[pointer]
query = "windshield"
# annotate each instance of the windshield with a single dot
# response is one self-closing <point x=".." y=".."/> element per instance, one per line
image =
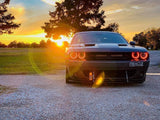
<point x="103" y="37"/>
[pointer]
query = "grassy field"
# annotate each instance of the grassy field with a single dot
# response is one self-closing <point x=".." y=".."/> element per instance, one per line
<point x="31" y="61"/>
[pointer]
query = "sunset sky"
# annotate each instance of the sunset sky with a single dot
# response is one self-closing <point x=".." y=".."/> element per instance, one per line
<point x="133" y="16"/>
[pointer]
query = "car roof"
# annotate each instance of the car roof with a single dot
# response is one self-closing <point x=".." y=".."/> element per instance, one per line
<point x="94" y="32"/>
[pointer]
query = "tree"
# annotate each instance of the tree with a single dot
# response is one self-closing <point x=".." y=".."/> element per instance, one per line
<point x="42" y="44"/>
<point x="75" y="16"/>
<point x="6" y="20"/>
<point x="13" y="44"/>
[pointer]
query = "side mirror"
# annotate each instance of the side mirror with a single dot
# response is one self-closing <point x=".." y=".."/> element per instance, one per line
<point x="132" y="43"/>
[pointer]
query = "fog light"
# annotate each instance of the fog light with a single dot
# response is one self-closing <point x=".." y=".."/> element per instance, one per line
<point x="90" y="76"/>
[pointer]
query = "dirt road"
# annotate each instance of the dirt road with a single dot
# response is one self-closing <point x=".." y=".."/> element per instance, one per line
<point x="48" y="97"/>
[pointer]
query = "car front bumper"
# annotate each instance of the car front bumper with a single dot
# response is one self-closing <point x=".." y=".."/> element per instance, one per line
<point x="115" y="71"/>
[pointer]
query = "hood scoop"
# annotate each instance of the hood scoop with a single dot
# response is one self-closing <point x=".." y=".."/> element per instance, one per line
<point x="122" y="45"/>
<point x="89" y="45"/>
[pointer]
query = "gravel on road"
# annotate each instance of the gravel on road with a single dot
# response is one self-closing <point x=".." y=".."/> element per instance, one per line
<point x="49" y="98"/>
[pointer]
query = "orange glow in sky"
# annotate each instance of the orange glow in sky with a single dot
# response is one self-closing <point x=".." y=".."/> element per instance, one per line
<point x="63" y="38"/>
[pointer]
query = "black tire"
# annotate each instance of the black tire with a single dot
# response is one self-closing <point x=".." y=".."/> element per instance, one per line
<point x="142" y="80"/>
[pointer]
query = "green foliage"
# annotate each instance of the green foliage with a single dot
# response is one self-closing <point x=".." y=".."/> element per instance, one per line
<point x="75" y="16"/>
<point x="6" y="20"/>
<point x="149" y="39"/>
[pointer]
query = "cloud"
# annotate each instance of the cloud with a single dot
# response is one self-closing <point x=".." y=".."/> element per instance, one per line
<point x="115" y="11"/>
<point x="51" y="2"/>
<point x="18" y="11"/>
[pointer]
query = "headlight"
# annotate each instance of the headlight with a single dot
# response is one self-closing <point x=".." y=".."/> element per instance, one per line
<point x="144" y="55"/>
<point x="82" y="55"/>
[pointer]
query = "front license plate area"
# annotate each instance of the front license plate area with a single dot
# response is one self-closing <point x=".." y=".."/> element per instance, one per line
<point x="136" y="64"/>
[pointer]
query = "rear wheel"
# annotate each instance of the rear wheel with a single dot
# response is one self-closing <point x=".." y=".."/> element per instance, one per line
<point x="142" y="80"/>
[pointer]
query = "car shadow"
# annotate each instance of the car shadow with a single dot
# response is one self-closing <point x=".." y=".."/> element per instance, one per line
<point x="107" y="85"/>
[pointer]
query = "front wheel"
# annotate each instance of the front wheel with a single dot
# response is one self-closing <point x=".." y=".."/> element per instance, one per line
<point x="67" y="77"/>
<point x="142" y="80"/>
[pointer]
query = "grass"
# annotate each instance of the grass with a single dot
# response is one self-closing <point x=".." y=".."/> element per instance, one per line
<point x="31" y="61"/>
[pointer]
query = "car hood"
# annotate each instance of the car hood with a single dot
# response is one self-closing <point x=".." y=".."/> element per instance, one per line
<point x="106" y="48"/>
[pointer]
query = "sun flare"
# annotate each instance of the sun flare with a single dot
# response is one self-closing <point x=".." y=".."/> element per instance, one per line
<point x="59" y="43"/>
<point x="51" y="2"/>
<point x="63" y="39"/>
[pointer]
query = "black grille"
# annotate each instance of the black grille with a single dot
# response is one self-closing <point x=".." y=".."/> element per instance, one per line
<point x="108" y="56"/>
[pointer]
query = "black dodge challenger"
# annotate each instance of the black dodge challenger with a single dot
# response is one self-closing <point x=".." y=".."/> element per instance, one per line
<point x="91" y="53"/>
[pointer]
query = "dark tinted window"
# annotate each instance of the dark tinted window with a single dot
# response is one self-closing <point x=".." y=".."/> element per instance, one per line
<point x="98" y="38"/>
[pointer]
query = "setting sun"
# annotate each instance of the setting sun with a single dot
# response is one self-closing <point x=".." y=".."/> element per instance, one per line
<point x="59" y="43"/>
<point x="62" y="39"/>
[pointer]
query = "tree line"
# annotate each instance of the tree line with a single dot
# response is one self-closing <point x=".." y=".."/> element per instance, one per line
<point x="149" y="39"/>
<point x="41" y="44"/>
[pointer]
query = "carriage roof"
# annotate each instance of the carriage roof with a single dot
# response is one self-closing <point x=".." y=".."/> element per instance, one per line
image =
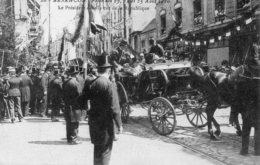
<point x="168" y="65"/>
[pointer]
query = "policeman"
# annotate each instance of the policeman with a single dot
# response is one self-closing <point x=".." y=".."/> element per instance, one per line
<point x="104" y="108"/>
<point x="56" y="95"/>
<point x="118" y="55"/>
<point x="72" y="112"/>
<point x="44" y="86"/>
<point x="14" y="95"/>
<point x="156" y="48"/>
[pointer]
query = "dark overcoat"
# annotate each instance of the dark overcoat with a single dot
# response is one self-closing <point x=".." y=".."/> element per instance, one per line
<point x="14" y="84"/>
<point x="56" y="88"/>
<point x="25" y="88"/>
<point x="45" y="82"/>
<point x="71" y="93"/>
<point x="104" y="107"/>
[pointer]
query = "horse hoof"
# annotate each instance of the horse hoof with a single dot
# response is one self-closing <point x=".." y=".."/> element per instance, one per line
<point x="239" y="133"/>
<point x="212" y="137"/>
<point x="257" y="153"/>
<point x="218" y="133"/>
<point x="242" y="152"/>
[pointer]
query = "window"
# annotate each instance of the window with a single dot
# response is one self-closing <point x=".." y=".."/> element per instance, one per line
<point x="197" y="12"/>
<point x="163" y="21"/>
<point x="219" y="10"/>
<point x="243" y="4"/>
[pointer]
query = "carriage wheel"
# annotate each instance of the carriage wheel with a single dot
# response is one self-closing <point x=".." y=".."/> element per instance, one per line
<point x="196" y="113"/>
<point x="162" y="116"/>
<point x="123" y="101"/>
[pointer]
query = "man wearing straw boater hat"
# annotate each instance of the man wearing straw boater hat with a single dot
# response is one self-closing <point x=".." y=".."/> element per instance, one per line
<point x="72" y="113"/>
<point x="104" y="108"/>
<point x="14" y="94"/>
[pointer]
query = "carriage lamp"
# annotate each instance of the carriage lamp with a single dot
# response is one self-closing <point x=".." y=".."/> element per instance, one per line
<point x="228" y="34"/>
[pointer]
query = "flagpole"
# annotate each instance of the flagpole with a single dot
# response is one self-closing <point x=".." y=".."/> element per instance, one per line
<point x="85" y="34"/>
<point x="49" y="45"/>
<point x="2" y="62"/>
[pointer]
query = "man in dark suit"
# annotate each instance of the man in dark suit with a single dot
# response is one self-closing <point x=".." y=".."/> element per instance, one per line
<point x="25" y="91"/>
<point x="104" y="108"/>
<point x="72" y="113"/>
<point x="34" y="90"/>
<point x="56" y="95"/>
<point x="118" y="56"/>
<point x="14" y="95"/>
<point x="156" y="48"/>
<point x="44" y="86"/>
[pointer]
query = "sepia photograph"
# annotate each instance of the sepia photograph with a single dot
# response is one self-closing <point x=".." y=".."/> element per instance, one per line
<point x="130" y="82"/>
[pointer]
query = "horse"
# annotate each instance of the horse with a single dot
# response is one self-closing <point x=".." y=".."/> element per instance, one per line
<point x="240" y="91"/>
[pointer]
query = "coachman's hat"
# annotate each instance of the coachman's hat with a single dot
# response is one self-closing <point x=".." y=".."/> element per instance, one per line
<point x="103" y="61"/>
<point x="123" y="42"/>
<point x="72" y="70"/>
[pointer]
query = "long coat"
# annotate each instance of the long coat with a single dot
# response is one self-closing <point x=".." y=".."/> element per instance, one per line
<point x="56" y="88"/>
<point x="25" y="88"/>
<point x="71" y="93"/>
<point x="104" y="108"/>
<point x="45" y="82"/>
<point x="14" y="84"/>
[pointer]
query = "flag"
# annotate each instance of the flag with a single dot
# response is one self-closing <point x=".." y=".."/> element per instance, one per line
<point x="80" y="24"/>
<point x="61" y="48"/>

Task objective ▸
Count the lines in the entries above that contain the string "straw", treating uppercase and lowercase letters as different. Reply with the number only.

Reply ▸
2